§ **EXERCISE TASK**: Reproduce the passage from the Oracle Parallel Query article verbatim, starting at "The following are" and ending at "influences these parameters.".

>> BEGIN DOCUMENT EXTRACT

It is not unusual for a dedicated Oracle server to have multiple CPUs. Learn to take advantage of parallel processing and increase query performance using the Oracle Parallel Query feature. Get an overview of how best to implement OPQ in your enterprise.


One of the latest trends is for systems to have more and more CPUs inside a single server. Using symmetric multiprocessing (SMP) servers, it is not uncommon for an Oracle server to have 8, 16, or 32 CPUs, along with many gigabytes of RAM for the Oracle SGA regions.

Oracle has kept pace with these changes and offers a wealth of facilities to take advantage of multiple CPUs. Starting with Oracle8i, Oracle implemented parallelism in virtually every database function, including SQL access (full-table scans), parallel data manipulation, and parallel recovery. The challenge for Oracle professionals is to configure their databases to use as many of the CPUs as possible.

One of the best ways to implement parallelism in an Oracle environment is to use Oracle Parallel Query (OPQ). I'll discuss how OPQ works and how you can use it to improve response time in large full-table scans, to invoke parallel rollbacks, and more.

Using OPQ
When Oracle has to perform a legitimate, large, full-table scan, OPQ can make a dramatic difference in the response time. Using OPQ, Oracle partitions the table into logical chunks as shown in Figure A.

Figure A
An OPQ partitioned table


Once the table has been partitioned into pieces, Oracle fires off parallel query slaves (sometimes called factotum processes), and each slave simultaneously reads a piece of the large table. Upon completion of all slave processes, Oracle passes the results back to a parallel query coordinator, which will reassemble the data, perform a sort if required, and return the results back to the end user. OPQ can give you almost infinite scalability, so very large full-table scans that used to take many minutes can now be completed with sub-second response times.

OPQ is heavily influenced by the number of processors involved, and full-table scans can be hugely improved by running them in parallel, with the optimum normally achieved by using N-1 parallel processes (where N=the number of CPUs on your dedicated Oracle server).

It’s also very important to note that Oracle9i can detect the external environment, including the specific number of CPUs on your server. At install time, Oracle 9i examines the number of CPUs on your server, sets a parameter called cpu_count, and uses the cpu_count for the default values of several important initialization parameters. These initialization parameters influence the way Oracle processes internal queries.

The following are some of the parameters that Oracle sets at install time, based upon the cpu_count:
  • fast_start_parallel_rollback
  • parallel_max_servers
  • log_buffer
  • db_block_lru_latches

Let’s take a closer look at how the number of CPUs influences these parameters.

>> END DOCUMENT EXTRACT
>> BEGIN GIVEN INFORMATION

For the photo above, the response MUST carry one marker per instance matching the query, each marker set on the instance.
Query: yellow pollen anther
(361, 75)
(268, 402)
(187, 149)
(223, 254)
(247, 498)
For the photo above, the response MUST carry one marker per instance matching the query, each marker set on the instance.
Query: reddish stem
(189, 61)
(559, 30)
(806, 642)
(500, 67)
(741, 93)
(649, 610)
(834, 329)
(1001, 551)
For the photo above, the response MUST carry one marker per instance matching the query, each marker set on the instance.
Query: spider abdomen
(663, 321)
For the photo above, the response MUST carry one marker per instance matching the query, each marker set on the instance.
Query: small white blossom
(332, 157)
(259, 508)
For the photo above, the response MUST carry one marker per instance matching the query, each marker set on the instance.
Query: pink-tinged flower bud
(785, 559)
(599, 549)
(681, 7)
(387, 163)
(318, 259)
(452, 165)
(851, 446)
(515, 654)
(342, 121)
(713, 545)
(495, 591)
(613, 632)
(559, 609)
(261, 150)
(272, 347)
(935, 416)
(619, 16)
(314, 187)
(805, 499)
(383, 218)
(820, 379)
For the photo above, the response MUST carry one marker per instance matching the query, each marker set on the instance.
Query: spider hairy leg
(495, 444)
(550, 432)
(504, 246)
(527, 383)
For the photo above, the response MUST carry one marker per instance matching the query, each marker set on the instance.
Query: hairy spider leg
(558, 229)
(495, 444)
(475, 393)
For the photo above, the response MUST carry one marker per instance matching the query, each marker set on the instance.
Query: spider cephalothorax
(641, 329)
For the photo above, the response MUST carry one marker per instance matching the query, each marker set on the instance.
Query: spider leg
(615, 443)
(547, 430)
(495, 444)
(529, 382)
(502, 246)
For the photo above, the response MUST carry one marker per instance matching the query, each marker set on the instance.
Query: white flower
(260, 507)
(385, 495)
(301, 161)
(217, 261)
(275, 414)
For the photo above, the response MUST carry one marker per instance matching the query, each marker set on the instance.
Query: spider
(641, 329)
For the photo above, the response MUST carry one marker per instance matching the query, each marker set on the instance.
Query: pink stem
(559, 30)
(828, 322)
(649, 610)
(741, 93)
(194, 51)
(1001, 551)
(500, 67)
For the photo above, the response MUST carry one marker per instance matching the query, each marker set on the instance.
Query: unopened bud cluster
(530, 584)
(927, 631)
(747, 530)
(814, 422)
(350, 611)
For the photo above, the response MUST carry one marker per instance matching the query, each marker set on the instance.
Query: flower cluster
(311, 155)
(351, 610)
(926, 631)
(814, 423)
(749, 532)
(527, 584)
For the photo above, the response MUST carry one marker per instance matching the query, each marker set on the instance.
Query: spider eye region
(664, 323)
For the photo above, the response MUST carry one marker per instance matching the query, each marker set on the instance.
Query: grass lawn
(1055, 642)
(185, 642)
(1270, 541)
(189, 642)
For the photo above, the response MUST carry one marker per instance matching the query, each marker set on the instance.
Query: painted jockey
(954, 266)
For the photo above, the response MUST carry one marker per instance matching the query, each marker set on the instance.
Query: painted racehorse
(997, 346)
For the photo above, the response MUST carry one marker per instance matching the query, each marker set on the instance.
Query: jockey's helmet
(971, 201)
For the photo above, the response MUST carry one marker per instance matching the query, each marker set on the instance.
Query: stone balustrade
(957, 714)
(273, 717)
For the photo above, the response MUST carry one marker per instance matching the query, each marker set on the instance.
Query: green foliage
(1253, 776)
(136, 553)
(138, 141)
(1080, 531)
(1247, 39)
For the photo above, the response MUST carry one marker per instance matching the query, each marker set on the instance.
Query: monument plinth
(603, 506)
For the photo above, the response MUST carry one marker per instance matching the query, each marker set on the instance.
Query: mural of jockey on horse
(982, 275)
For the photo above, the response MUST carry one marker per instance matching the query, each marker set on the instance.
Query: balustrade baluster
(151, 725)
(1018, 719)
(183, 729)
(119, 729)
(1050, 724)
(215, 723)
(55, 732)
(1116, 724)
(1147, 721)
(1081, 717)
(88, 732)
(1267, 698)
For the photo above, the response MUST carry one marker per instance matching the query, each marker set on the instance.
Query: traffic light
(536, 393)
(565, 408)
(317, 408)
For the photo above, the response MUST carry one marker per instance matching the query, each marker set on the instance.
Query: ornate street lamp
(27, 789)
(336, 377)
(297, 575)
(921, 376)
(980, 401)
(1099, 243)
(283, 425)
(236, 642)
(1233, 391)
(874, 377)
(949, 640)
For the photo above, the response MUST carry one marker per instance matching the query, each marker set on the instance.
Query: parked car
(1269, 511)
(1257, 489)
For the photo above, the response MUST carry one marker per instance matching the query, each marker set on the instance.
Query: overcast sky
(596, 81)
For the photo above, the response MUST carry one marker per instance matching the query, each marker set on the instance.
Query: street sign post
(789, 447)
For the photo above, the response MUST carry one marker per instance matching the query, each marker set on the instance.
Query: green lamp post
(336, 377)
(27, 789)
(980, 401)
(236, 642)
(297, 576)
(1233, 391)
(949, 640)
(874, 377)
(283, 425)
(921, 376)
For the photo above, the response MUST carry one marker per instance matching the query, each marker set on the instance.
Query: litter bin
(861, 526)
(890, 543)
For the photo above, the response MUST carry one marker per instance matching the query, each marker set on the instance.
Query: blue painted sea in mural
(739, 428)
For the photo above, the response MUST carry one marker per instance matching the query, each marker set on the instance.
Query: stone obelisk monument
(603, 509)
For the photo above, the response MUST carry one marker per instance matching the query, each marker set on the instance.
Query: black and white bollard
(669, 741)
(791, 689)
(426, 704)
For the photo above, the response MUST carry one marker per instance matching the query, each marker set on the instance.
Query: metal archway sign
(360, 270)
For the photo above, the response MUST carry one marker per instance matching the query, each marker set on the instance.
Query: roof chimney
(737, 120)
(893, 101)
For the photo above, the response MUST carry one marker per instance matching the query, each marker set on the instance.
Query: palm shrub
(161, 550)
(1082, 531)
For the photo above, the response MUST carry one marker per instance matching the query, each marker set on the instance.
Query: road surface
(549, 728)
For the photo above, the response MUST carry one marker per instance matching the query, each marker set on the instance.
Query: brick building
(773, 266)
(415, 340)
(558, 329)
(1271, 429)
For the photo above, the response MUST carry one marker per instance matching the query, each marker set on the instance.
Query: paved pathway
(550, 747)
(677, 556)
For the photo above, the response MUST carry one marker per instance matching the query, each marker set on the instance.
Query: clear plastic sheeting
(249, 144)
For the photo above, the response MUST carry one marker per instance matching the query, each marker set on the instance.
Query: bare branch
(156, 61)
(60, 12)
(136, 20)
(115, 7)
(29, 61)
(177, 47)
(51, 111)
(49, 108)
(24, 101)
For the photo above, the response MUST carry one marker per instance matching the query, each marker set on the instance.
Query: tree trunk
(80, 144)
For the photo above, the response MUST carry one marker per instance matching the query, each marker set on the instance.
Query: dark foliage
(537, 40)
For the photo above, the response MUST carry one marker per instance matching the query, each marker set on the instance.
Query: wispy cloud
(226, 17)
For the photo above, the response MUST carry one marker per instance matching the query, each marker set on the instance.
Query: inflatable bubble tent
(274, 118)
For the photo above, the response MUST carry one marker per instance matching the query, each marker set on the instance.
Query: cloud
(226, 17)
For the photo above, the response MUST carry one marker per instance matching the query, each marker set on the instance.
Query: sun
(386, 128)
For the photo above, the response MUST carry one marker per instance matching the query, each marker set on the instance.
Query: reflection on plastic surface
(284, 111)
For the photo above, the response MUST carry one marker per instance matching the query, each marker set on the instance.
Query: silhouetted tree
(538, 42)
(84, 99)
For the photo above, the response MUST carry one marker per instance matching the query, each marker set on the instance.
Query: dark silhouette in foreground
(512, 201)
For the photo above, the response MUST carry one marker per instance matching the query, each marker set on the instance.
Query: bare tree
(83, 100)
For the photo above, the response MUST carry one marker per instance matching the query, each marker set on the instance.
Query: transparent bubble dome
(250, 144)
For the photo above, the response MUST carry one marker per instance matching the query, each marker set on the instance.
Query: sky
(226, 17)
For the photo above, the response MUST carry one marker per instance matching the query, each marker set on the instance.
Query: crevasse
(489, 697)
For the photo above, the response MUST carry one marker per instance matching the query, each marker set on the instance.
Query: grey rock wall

>> END GIVEN INFORMATION

§ **RESULT**:
The following are some of the parameters that Oracle sets at install time, based upon the cpu_count:
  • fast_start_parallel_rollback
  • parallel_max_servers
  • log_buffer
  • db_block_lru_latches

Let’s take a closer look at how the number of CPUs influences these parameters.